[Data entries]
· · · · · · ·

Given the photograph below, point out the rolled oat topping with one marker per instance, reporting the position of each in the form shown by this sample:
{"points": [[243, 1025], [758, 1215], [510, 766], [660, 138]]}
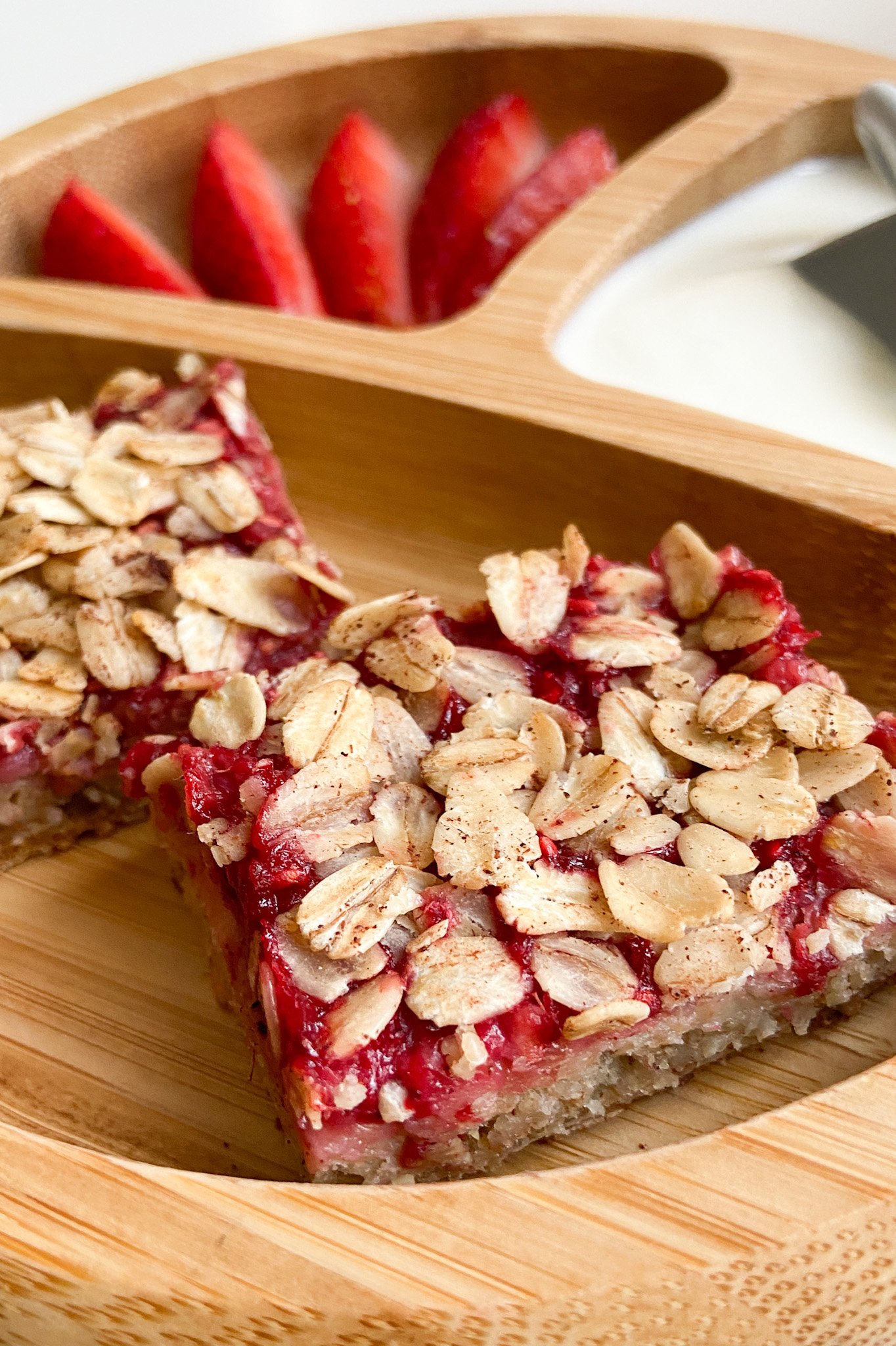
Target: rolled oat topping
{"points": [[615, 789], [131, 578]]}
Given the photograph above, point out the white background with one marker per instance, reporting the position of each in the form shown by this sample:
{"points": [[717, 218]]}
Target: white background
{"points": [[60, 53]]}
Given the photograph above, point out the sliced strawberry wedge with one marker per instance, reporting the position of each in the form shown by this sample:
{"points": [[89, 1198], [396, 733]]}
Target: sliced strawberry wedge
{"points": [[89, 239], [482, 163], [357, 225], [245, 245], [575, 167]]}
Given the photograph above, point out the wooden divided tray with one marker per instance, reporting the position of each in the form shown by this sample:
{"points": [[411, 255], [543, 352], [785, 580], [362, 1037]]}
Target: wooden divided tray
{"points": [[146, 1194]]}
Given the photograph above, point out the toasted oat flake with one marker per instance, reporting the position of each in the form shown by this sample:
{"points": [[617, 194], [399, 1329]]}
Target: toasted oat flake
{"points": [[627, 590], [47, 503], [706, 960], [544, 739], [255, 593], [112, 649], [319, 976], [676, 724], [622, 642], [228, 842], [463, 980], [128, 389], [660, 901], [813, 716], [183, 522], [477, 674], [20, 699], [623, 718], [580, 973], [482, 839], [770, 886], [357, 626], [292, 684], [591, 795], [400, 738], [304, 562], [693, 571], [505, 714], [221, 496], [326, 808], [208, 639], [549, 901], [826, 774], [527, 595], [363, 1014], [22, 598], [58, 668], [174, 450], [734, 700], [334, 719], [350, 910], [122, 493], [752, 806], [54, 628], [119, 567], [604, 1018], [232, 715], [413, 657], [508, 762], [404, 824], [816, 941], [51, 452], [649, 833], [704, 847], [740, 617], [670, 682], [159, 629]]}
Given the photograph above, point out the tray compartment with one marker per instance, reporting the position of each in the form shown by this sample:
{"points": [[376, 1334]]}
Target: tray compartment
{"points": [[147, 162]]}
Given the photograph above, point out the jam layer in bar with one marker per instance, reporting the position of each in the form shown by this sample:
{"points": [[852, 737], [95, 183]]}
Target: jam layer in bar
{"points": [[147, 551], [477, 882]]}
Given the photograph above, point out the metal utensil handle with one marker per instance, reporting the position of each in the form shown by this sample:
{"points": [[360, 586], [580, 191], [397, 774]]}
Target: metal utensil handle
{"points": [[875, 122]]}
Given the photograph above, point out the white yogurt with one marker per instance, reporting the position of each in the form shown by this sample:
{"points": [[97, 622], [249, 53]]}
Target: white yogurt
{"points": [[713, 317]]}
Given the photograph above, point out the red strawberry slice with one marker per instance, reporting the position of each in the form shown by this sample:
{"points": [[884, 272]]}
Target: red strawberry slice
{"points": [[89, 239], [244, 241], [357, 225], [575, 167], [486, 158]]}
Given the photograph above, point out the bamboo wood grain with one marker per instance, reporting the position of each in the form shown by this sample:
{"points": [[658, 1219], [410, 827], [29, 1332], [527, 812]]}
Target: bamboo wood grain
{"points": [[142, 1194]]}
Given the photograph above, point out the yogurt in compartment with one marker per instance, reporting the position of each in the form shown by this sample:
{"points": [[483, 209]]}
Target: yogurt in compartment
{"points": [[713, 317]]}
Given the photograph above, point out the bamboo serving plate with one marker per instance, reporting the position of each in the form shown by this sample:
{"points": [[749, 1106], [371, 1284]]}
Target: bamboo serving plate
{"points": [[146, 1194]]}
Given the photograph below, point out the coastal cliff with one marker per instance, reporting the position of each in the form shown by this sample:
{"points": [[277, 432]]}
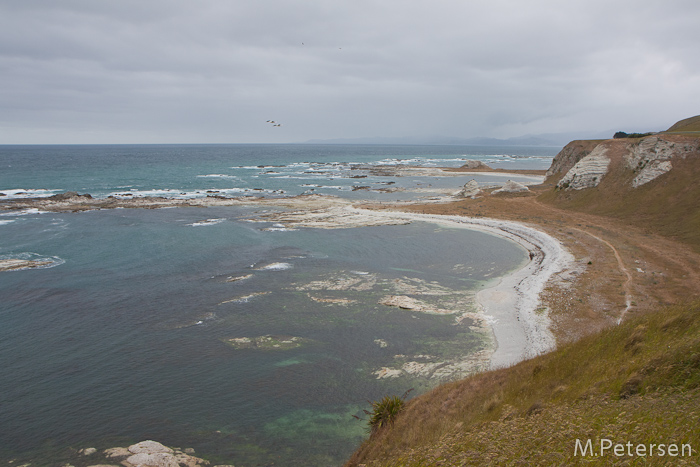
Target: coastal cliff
{"points": [[626, 370], [650, 182]]}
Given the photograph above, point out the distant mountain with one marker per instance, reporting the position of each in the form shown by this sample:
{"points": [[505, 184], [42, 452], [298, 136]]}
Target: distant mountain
{"points": [[549, 139]]}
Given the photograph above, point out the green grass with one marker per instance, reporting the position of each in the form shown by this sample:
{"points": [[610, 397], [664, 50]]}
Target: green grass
{"points": [[691, 124], [638, 382]]}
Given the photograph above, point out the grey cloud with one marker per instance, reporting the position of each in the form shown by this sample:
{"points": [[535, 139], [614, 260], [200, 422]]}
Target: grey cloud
{"points": [[214, 71]]}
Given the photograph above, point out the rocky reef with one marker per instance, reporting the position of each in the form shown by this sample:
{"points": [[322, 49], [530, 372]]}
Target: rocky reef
{"points": [[144, 454]]}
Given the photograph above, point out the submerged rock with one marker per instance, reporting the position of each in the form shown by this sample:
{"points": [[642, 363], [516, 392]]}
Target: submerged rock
{"points": [[472, 164], [153, 454], [470, 190], [408, 303], [16, 264], [266, 342]]}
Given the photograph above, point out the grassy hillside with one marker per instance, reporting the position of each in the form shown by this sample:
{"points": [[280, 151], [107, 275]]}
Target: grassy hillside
{"points": [[668, 205], [638, 382], [691, 124], [630, 387]]}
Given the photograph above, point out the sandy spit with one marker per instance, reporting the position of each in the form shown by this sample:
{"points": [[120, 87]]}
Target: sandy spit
{"points": [[512, 305], [521, 327]]}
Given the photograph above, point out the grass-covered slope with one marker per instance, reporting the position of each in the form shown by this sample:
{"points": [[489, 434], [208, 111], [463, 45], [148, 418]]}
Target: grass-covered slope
{"points": [[636, 383], [668, 205], [691, 124]]}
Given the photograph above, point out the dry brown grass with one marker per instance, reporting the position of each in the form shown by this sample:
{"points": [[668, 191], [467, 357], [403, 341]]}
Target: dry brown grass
{"points": [[637, 382]]}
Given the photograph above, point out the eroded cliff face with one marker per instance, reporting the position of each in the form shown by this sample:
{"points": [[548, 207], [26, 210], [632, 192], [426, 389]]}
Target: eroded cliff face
{"points": [[653, 156], [584, 164], [570, 155]]}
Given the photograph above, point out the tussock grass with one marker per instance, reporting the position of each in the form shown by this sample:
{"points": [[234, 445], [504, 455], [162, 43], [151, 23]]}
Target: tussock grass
{"points": [[667, 205], [691, 124], [638, 382]]}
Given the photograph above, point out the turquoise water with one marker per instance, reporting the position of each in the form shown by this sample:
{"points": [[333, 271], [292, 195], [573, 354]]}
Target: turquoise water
{"points": [[124, 337]]}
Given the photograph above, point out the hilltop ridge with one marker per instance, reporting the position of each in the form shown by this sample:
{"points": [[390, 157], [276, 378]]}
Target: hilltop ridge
{"points": [[626, 370]]}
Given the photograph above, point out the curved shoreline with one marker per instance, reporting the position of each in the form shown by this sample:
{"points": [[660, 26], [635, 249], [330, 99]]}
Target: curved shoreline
{"points": [[511, 306]]}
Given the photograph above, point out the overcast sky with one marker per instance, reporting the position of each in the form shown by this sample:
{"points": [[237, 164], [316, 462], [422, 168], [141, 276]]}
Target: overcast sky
{"points": [[213, 71]]}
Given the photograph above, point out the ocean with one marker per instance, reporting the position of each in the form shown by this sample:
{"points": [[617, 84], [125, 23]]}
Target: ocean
{"points": [[250, 342]]}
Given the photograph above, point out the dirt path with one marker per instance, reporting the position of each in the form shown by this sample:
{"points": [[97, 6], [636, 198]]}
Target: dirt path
{"points": [[622, 269]]}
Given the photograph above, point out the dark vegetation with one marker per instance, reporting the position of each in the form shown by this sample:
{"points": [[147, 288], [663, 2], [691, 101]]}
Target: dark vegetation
{"points": [[637, 382]]}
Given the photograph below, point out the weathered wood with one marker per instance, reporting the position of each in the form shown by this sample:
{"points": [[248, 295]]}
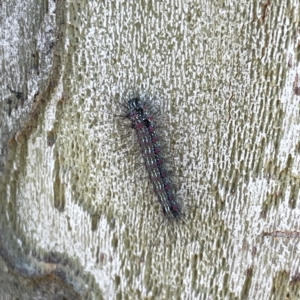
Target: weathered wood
{"points": [[76, 209]]}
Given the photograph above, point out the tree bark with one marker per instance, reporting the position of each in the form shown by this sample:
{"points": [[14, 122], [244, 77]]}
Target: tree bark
{"points": [[79, 218]]}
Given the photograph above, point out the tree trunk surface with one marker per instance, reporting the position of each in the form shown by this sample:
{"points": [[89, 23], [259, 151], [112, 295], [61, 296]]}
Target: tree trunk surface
{"points": [[79, 217]]}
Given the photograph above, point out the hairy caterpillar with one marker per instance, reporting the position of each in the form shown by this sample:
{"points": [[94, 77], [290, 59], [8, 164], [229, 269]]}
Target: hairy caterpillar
{"points": [[143, 116]]}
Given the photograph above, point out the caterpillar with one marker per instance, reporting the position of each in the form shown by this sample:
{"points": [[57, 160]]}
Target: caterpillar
{"points": [[143, 118], [142, 121]]}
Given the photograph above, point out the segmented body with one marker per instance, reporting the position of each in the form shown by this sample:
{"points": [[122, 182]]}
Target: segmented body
{"points": [[143, 123]]}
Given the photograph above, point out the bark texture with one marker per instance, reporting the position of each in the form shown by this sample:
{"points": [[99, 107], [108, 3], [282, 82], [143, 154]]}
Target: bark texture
{"points": [[77, 210]]}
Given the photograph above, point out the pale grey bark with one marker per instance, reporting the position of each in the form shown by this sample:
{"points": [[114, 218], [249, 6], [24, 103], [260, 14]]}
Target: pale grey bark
{"points": [[76, 205]]}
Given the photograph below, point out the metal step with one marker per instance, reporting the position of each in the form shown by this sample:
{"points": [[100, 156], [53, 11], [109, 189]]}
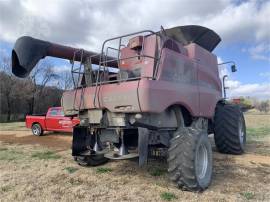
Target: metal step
{"points": [[115, 156]]}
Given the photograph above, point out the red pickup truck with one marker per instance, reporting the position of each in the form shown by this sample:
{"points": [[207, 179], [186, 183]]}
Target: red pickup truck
{"points": [[54, 120]]}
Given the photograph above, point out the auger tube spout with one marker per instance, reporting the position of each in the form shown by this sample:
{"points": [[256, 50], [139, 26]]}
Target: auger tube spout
{"points": [[28, 51]]}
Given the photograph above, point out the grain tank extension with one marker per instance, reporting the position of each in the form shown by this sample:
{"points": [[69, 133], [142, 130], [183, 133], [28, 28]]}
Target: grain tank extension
{"points": [[146, 94]]}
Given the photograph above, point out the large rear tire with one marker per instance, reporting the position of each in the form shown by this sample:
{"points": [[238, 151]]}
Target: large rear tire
{"points": [[229, 129], [190, 159]]}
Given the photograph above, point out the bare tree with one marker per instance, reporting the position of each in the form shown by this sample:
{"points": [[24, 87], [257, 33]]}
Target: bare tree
{"points": [[39, 77], [264, 106]]}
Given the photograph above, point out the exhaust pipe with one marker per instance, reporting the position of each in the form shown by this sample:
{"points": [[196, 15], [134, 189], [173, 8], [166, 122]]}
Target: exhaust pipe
{"points": [[28, 51]]}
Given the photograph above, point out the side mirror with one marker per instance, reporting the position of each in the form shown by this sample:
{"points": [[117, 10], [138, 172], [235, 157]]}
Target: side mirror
{"points": [[233, 68]]}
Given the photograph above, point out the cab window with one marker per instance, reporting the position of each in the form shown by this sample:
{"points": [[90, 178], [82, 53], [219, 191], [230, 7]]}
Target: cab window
{"points": [[53, 112]]}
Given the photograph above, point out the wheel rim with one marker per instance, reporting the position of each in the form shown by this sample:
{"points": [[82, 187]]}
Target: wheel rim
{"points": [[202, 161], [241, 133], [36, 130]]}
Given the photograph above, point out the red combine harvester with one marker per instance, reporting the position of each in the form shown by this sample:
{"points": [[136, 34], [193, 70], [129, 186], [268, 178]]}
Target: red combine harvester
{"points": [[146, 94]]}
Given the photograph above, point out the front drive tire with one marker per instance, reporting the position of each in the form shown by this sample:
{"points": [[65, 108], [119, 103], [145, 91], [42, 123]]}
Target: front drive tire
{"points": [[229, 129], [190, 160], [37, 129]]}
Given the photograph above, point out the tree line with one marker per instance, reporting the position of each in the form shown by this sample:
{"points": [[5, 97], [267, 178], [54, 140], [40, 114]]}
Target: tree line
{"points": [[42, 89]]}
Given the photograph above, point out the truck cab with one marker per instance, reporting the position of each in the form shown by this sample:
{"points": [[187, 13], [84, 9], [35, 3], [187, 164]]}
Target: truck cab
{"points": [[53, 120]]}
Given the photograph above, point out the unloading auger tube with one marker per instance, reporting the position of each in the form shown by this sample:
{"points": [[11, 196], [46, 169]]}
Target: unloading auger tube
{"points": [[28, 51]]}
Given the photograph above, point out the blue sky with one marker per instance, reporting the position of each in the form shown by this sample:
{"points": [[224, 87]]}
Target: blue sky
{"points": [[244, 27]]}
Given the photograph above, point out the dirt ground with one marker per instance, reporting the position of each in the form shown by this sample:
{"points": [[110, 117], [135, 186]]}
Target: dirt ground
{"points": [[41, 169]]}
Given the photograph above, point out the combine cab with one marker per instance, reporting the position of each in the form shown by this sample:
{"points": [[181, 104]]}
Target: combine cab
{"points": [[147, 93]]}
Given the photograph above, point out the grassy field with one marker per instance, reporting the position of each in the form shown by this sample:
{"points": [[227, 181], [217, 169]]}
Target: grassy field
{"points": [[41, 169]]}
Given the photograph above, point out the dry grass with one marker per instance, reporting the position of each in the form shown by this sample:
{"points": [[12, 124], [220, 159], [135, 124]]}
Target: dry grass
{"points": [[258, 127], [18, 126], [31, 172]]}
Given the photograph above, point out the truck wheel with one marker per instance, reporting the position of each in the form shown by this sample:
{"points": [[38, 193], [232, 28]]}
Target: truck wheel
{"points": [[37, 130], [92, 160], [229, 129], [190, 159]]}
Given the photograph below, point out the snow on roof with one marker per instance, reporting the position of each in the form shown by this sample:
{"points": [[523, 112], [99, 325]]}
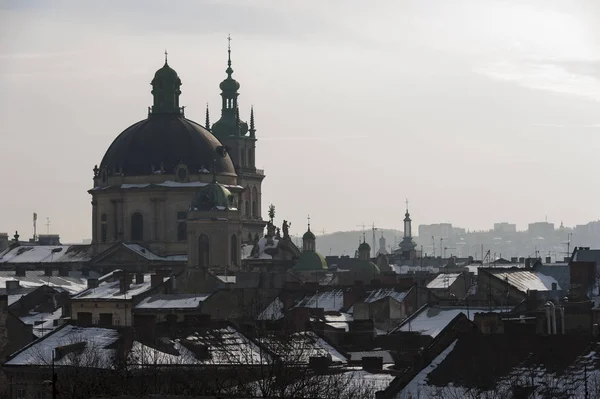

· · · · · · ·

__Problem statement__
Pull out each line of the data above that contains the string "dirt", and copy every such line in full.

__Solution to this task__
Given the photograph above, point out the dirt path with one marker per instance, reporting the position of each in the form shown by this sample:
Target: dirt path
Given the photograph above, point out the dirt ground with one marker per instance, reporting the position of each in the form shown by this sample:
Target: dirt ground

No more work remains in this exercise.